-- Start READING PASSAGE --

Postby tcward » Mon Apr 11, 2005 6:22 am

Of course, it was gailr's use of this term in another thread that caught my eye. (Thank goodness! It goes out wandering every now and then -- without my permission, of course! -- and it's nice to get it back! :P)

From the Online Etymology Dictionary:

amalgam
1471, "soft mass formed by chemical manipulation," from M.L. amalgama, "alloy of mercury (esp. with gold or silver)," an alchemists' word, perhaps an alt. of L. malagma "poultice, plaster," from Gk. malagma "softening substance," from malassein "to soften," from malakos "soft." The word may have come from Gk. via Ar. al-malgham. Amalgamation in the figurative sense of "combining into one uniform whole" is from 1775.


According to Microsoft Encarta, amalgam originally meant "soft alloy" in English, but it's easy to see how its use could quickly spread to mean "mixture", in any metaphorical sense.

-- End READING PASSAGE --

» **TASK REQUIREMENTS**:
1. Name every earlier word that the forum post on amalgam gives as a possible source in the word's history.
2. In the forum post on amalgam, what year is given for the figurative sense of amalgamation?
3. Write a few more sentences for the forum post on amalgam, starting right after its final sentence.
The entries come from a separate source and are unrelated to the forum post on amalgam.

-- Start LISTED RECORDS --

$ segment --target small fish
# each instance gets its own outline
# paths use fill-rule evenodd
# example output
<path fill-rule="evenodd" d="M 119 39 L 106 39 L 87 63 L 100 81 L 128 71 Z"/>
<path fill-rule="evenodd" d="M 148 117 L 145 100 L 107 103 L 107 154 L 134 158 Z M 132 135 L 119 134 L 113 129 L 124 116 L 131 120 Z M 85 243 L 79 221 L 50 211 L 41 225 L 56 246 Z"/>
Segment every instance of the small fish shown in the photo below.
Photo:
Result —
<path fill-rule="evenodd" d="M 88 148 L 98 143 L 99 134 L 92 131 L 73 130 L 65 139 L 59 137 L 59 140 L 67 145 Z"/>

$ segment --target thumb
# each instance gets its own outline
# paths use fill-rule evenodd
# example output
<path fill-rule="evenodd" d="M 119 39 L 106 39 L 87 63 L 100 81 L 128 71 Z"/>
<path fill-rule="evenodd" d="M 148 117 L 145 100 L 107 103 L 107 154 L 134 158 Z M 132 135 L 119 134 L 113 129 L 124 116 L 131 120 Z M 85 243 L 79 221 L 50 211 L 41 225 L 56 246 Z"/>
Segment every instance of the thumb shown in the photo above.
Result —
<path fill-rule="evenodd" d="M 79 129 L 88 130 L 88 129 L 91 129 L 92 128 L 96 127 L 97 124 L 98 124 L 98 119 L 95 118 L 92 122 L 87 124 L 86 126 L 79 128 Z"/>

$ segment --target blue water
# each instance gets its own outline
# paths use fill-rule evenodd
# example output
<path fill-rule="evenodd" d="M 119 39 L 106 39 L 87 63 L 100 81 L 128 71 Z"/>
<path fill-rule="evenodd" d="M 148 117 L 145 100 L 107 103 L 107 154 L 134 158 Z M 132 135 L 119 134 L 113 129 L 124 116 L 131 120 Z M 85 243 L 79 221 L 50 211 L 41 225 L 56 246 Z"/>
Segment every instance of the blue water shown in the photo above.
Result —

-- End LISTED RECORDS --

» **RESULTS BY TASK**:
1. amalgama, malagma (Latin and Greek), malassein, malakos, al-malgham

2. 1775

3.
Interesting to me, also, is the addition of a new noun form, amalgamation, in 1775, which seems to imply that the verb form should be amalgamate -- and 233,000 hits on a Google search for the latter is proof positive that the word is being used, at least. I've never heard amalgamate used by anyone, but it does sound natural as the verb form. Amalgamation appears to be used more often to describe mergers, in a more general sense, or the act that forms the merger.

Of course, any Greek assimilation of an Arabic term is interesting in its own right. I wonder what the event was that introduced this word to the Greeks?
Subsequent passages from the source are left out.